> _Your task_: Copy the listing below word for word, leaving out the pictures.

Object pointing dataset listing:
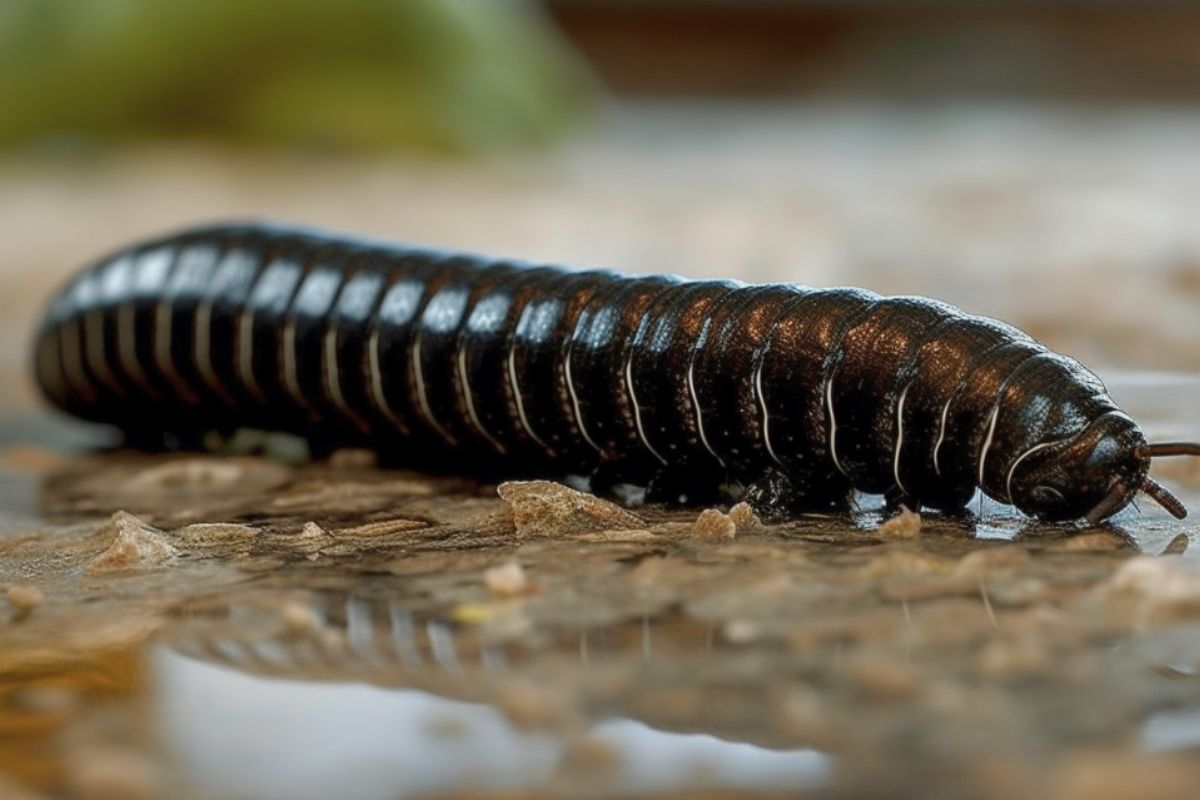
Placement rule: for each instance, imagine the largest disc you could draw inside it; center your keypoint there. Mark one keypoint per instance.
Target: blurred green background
(443, 74)
(1037, 162)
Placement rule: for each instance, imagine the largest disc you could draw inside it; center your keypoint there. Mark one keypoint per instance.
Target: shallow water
(341, 636)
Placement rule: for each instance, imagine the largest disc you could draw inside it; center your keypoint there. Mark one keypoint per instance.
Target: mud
(187, 606)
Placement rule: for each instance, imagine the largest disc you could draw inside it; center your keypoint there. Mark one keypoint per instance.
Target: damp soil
(244, 626)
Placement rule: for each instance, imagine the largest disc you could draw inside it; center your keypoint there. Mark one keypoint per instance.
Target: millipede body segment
(790, 396)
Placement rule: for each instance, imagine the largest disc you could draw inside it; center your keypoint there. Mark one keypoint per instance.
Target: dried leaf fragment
(549, 509)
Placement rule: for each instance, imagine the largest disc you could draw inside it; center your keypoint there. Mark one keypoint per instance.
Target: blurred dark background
(1038, 162)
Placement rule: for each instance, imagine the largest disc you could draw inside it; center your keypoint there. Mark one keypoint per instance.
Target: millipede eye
(1045, 494)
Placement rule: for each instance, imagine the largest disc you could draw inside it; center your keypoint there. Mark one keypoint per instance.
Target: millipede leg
(777, 495)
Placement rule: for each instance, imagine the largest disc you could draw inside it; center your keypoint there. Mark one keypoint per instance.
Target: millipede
(791, 397)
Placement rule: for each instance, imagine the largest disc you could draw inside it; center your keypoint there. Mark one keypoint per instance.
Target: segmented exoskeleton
(791, 395)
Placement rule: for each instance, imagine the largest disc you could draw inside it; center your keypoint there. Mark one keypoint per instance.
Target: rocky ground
(250, 626)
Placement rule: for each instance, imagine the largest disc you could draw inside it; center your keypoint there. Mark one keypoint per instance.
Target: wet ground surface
(244, 627)
(355, 633)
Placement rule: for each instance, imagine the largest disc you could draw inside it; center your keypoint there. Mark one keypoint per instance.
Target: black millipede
(790, 397)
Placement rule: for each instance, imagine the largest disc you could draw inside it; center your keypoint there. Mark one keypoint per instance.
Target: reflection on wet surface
(255, 629)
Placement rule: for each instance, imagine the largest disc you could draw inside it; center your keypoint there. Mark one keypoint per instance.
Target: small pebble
(905, 524)
(549, 509)
(744, 518)
(507, 579)
(712, 523)
(299, 618)
(135, 546)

> _Solution_:
Placement rule: for each instance, imagine the largest disc you could draw inside it; center your keypoint there. Mark one keypoint per instance.
Target: blurred green background
(443, 74)
(1037, 162)
Placement rule: for each instance, imagine the largest disc you could draw inside it; center your keypoint there. Mark one keypoint per instance.
Target: shallow water
(341, 636)
Placement rule: for each instance, imagine the largest disc you could draw inside it; center your keypoint there. Mark one keypoint per instance.
Target: mud
(187, 606)
Placement rule: for each instance, imagine the largest disc you could draw inside it; center your keypoint there. Mark one keypoint per instance.
Target: damp soil
(244, 626)
Placement rule: for each instance, imagine the largest disc you could draw inside it; center your keypoint there. Mark one keypoint per instance.
Target: millipede body segment
(790, 396)
Placement rule: for each instance, imagine the largest disc you could draw inside it; center your keypoint there. Mark one keypoint per instance.
Target: dried leaf fragment
(549, 509)
Placement rule: for each instance, imagine the largest disc you could draw inside it; center your keypoint there. Mark one keypoint per instance.
Target: blurred dark background
(1038, 162)
Placement rule: for each instance, imagine the largest disc you could draw inside it; center your keypoint there. Mark one keypoint per instance.
Target: millipede eye
(1045, 494)
Placement rule: for each instance, imagine the largest disc you could draw inside it; center your keypoint there. Mark one keypoint per instance.
Target: millipede leg
(777, 495)
Placement rule: for each instance, imagine the largest disc you could draw inside it; center your keypoint there. Mark one keypoint per instance.
Target: millipede
(791, 397)
Placement rule: for each instance, imagine the largest disc you could draw inside it; center your keypoint there. Mark one keypoint per instance.
Target: segmented exoskeleton
(791, 395)
Placement rule: for each instance, imagine the largest disc you could draw inside it; center your keypoint there. Mark one keypoint per instance.
Target: rocky ground
(250, 626)
Placement rule: for each instance, imagine the largest disc you could draw inside it; center your keypoint there. Mark one keypoint per instance.
Target: wet ground surface
(244, 627)
(355, 633)
Placement rule: for each instance, imagine the largest disc you could draw inside it; center your keypoint there. Mark one keypoint per instance.
Target: black millipede
(790, 397)
Placement rule: for each instance, imagine the largest disc you could draw inside it; center your keypoint there. Mark one keypoint per instance.
Target: reflection on wet surface
(255, 629)
Placement rule: for each instance, imagine the largest disc you could draw inside it; center your keypoint there. Mark one keypoint per instance.
Target: small pebble
(905, 524)
(549, 509)
(744, 518)
(507, 579)
(712, 523)
(299, 618)
(135, 546)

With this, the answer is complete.